[Start ENTRIES]
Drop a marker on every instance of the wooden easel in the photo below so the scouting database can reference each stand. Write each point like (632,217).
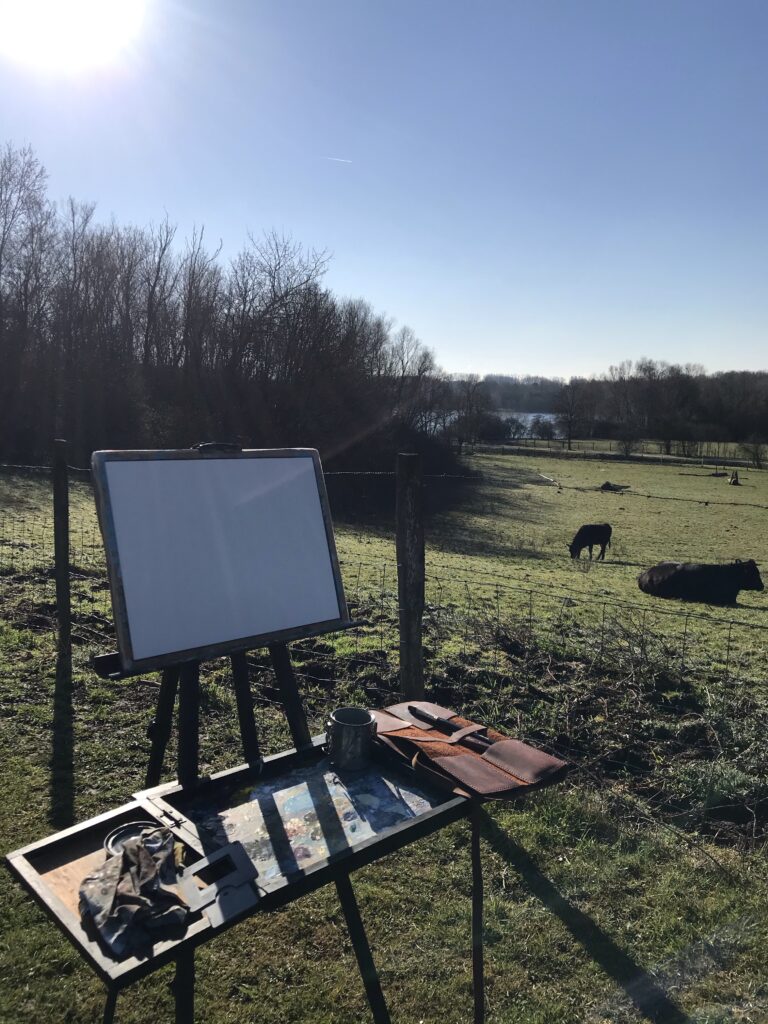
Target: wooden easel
(182,679)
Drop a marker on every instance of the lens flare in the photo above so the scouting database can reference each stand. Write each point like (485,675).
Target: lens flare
(68,35)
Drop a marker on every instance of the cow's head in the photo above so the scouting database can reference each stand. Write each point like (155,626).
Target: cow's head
(750,576)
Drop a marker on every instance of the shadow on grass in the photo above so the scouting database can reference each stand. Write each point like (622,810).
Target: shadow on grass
(648,996)
(61,812)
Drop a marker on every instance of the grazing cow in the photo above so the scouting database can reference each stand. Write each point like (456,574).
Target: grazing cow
(696,582)
(588,537)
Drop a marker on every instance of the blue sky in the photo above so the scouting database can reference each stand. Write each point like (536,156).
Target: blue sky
(534,186)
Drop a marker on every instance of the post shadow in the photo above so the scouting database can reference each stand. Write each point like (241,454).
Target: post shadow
(61,813)
(648,997)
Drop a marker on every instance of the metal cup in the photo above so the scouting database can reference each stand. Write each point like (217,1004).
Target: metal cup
(349,733)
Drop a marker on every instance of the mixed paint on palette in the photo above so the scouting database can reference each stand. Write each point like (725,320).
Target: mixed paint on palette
(309,814)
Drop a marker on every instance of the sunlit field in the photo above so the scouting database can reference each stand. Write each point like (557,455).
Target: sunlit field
(633,891)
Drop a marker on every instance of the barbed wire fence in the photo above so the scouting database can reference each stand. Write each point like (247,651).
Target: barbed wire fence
(607,684)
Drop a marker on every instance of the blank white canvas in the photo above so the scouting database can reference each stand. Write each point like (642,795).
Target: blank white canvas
(215,550)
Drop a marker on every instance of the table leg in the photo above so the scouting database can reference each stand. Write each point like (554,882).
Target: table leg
(361,950)
(183,987)
(112,998)
(478,982)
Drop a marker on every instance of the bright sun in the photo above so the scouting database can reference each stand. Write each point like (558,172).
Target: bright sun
(68,35)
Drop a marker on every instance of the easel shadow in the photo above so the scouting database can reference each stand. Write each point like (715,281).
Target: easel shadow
(648,997)
(61,813)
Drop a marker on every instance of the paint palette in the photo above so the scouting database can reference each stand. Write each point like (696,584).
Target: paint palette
(307,815)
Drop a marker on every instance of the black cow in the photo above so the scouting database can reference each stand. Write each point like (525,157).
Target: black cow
(588,537)
(696,582)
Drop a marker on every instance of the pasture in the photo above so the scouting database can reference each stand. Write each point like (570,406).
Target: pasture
(635,891)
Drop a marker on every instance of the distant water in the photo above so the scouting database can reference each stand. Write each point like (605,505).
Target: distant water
(525,417)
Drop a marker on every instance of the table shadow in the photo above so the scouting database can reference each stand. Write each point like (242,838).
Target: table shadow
(647,995)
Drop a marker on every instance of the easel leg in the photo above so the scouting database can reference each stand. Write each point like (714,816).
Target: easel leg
(161,727)
(183,987)
(361,950)
(245,709)
(290,692)
(188,723)
(478,981)
(112,998)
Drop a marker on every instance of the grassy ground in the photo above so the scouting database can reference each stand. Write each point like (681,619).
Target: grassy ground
(635,891)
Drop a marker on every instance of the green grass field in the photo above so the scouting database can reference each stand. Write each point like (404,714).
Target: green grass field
(634,891)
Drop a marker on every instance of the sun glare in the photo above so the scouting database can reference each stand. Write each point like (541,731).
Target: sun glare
(68,35)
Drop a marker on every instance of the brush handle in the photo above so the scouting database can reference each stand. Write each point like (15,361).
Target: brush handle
(479,743)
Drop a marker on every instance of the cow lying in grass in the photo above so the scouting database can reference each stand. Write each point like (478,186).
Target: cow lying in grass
(588,537)
(697,582)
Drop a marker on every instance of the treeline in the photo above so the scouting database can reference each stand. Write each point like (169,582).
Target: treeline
(126,337)
(676,404)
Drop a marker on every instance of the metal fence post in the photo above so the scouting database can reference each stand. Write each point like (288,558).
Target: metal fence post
(61,550)
(410,546)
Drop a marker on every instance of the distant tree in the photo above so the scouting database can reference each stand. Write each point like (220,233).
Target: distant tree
(543,428)
(755,451)
(570,407)
(515,428)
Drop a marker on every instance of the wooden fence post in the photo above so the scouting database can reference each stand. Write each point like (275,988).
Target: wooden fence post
(61,549)
(410,546)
[End ENTRIES]
PROBLEM DETAILS:
Print every entry exactly as written, without the pictures.

COMPLETED EXERCISE:
Drop a marker on every instance of the wooden easel in the photo below so the scouting database can reference each stand. Write each point like (632,217).
Target: wooden easel
(182,679)
Drop a marker on every instance of the lens flare in the photo above so the scouting database can reference each stand. Write each point like (485,675).
Target: lens flare
(68,35)
Drop a marker on every instance of the cow's head in the photo above so the scouting database can reference each stand. Write each point like (155,626).
Target: cow's head
(750,576)
Drop a marker on every instance of the shadow on grass in the photo above so the scouting database can reference each stand. Write each point like (622,810).
Target: shadow on grass
(648,996)
(61,812)
Drop a marker on every instance of the grazing cow in the photo above so the scouting database can reference each stand. Write each point like (456,574).
Target: grazing cow
(696,582)
(588,537)
Drop a marker on every instance of the blue sky in the photo above so the scouting database can reference each stand. Write each point like (536,156).
Target: blue sky
(534,186)
Drop a marker on every instance of the post shadow in the photo above so the scouting database can reference each stand. Write each point like (241,454).
Target: post shadow
(61,813)
(648,997)
Drop a marker on every instance of the metal cup in the photo above so the scouting database can reference each stand. Write each point like (217,1004).
Target: metal cup
(349,733)
Drop a marker on every instance of the mixed paint on palette in the photo above so the scouting database can reference each stand. Write each point like (725,320).
Target: mixed paint on palette
(309,814)
Drop a marker on every instance of the sunlit field in the photo above so the scouting database can reference each stand. Write each point like (557,455).
Target: sunlit field
(633,891)
Drop a marker on every instance of the barbed wire fence in the photo above so the scouting database can reference each stand. Write each point like (247,651).
Target: barbed wire fence
(607,684)
Drop a marker on every instance of the blank white canvas in the photo above so the scouting database can reference each stand. Write each point like (642,795).
Target: blank white canvas
(215,550)
Drop a marker on every instance of the table leg in the photo above so the scouting database can reference each stand. Write each point like (554,882).
Target: table leg
(361,950)
(183,987)
(112,998)
(478,982)
Drop a marker on every instance of the bright sun in the photo above so the scouting database can reference each stand. Write each point like (558,172).
Target: bright sun
(68,35)
Drop a marker on every instance of the easel shadow in the photo above so the scouting database can reference each stand. Write each point like (715,281).
Target: easel shadow
(648,997)
(61,813)
Drop a marker on every instance of the paint palette in the photo above so the scouting database can reference each stand. Write each point like (696,584).
Target: paint palette
(307,815)
Drop a marker on every instance of the black cow in the photo above so the scouting database can reference each stand. Write each point like (525,157).
Target: black cow
(588,537)
(696,582)
Drop a marker on every instance of the pasture in the photo above so the scouting database can reference each stand. Write each point like (570,406).
Target: pasture
(635,891)
Drop a marker on every instance of the distant water in the photo above so the scouting database can reference each stand. Write each point like (605,505).
Target: distant water
(525,417)
Drop a marker on every instance of the table shadow in the photo above so the scouting database can reference each stand. Write each point like (242,838).
Target: table shadow
(647,995)
Drop a marker on every instance of the easel leg in the photo above so the scouting database can reference each stand. Write each point like (714,816).
Target: easel leg
(161,727)
(183,987)
(361,950)
(245,709)
(290,692)
(188,723)
(478,981)
(112,998)
Drop a marker on every instance of the grassy ground in the photo above so the scouting database can reference each stand. Write each point like (681,619).
Target: grassy ground
(635,891)
Drop a marker on every instance of the green grass field in the photo above so the scouting database can reference each stand. Write each point like (404,714).
Target: green grass field
(634,891)
Drop a marker on every instance of the sun glare in the photo above so the scouting database can reference each stand. Write each point like (541,731).
Target: sun glare
(68,35)
Drop a marker on every instance of the brush handle in the photo above so the scouting database can reference each stand. Write each point like (15,361).
Target: brush handle
(479,743)
Drop a marker on every instance of the cow lying in grass in the photo above so the scouting database can reference each stand. Write each point like (478,186).
Target: cow lying in grass
(588,537)
(697,582)
Drop a marker on every instance of the treeline in the photo above so the scouting database can reference each stand. Write each point like (169,582).
Target: treeline
(126,337)
(676,404)
Drop a marker on every instance of the metal fence post in the photo above so the scouting database can reference each stand. Write each point like (288,558).
Target: metal fence post
(61,550)
(410,546)
Drop a marker on every instance of the distant tree in the photo above so the scouting database can reference each stand. Write each point like (220,233).
Target: distant tree
(543,428)
(755,451)
(570,407)
(515,428)
Drop a marker on every instance of the wooden fence post in the photo above so the scouting database can reference each stand. Write each point like (275,988).
Target: wooden fence post
(61,549)
(410,546)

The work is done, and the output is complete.